TRECHO DA FONTE:
:::::
Joan Plant conseguiu traçar a sua árvore genealógica até Margaret Blackwell, que entrou para a história por ter ficado curada da peste bubônica após beber gordura de bacon. Delirando e com a visão embaçada, Margaret encontrou, na mesa da cozinha, a gordura esbranquiçada que o irmão despejara numa jarra após tomar o café da manhã. Com uma sede terrível e pensando tratar-se de leite, Margaret bebeu até a última gota do líquido viscoso e, poucas horas depois, já se sentia mais forte.

Por um tempo, acreditou-se que o remédio milagroso teria sido a salvação de Margaret Blackwell. No entanto, estudos mostram que a explicação mais provável é que os sobreviventes tinham uma mutação genética em comum. Como a cloroquina, a gordura de bacon não resistiu à investigação científica — e também pode não fazer bem ao coração.
:::::
ENUNCIADO DA TAREFA: Digite de novo, sem mudar nada, a parte do trecho sobre Margaret Blackwell que começa nas palavras com "Por um tempo, acreditou-se" e termina em "bem ao coração.". Os registros a seguir vêm de outra fonte.
:::::
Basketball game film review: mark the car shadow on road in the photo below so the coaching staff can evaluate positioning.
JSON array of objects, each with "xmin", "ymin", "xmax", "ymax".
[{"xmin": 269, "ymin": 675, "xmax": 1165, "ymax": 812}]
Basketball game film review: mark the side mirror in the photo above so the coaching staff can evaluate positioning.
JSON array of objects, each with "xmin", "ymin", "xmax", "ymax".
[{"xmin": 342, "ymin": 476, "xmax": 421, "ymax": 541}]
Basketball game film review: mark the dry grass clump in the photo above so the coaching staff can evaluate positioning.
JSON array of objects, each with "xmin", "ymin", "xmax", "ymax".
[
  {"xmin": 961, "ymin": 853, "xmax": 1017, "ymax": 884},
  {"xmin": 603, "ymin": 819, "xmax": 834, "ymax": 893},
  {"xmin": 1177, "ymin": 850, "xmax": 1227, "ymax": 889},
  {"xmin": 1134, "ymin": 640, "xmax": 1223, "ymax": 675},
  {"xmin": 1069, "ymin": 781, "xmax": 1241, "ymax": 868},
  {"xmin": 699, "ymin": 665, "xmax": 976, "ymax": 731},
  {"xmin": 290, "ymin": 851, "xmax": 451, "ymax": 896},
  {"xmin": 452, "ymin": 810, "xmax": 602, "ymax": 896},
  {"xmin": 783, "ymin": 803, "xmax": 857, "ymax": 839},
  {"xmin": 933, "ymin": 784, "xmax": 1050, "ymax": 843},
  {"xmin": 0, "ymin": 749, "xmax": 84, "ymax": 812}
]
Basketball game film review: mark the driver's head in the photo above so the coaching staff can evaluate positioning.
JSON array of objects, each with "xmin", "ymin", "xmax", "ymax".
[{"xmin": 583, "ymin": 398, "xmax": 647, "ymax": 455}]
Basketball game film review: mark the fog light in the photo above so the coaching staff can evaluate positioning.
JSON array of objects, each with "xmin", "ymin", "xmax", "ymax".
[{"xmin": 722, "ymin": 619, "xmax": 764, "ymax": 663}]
:::::
RESPOSTA DA TAREFA:
Por um tempo, acreditou-se que o remédio milagroso teria sido a salvação de Margaret Blackwell. No entanto, estudos mostram que a explicação mais provável é que os sobreviventes tinham uma mutação genética em comum. Como a cloroquina, a gordura de bacon não resistiu à investigação científica — e também pode não fazer bem ao coração.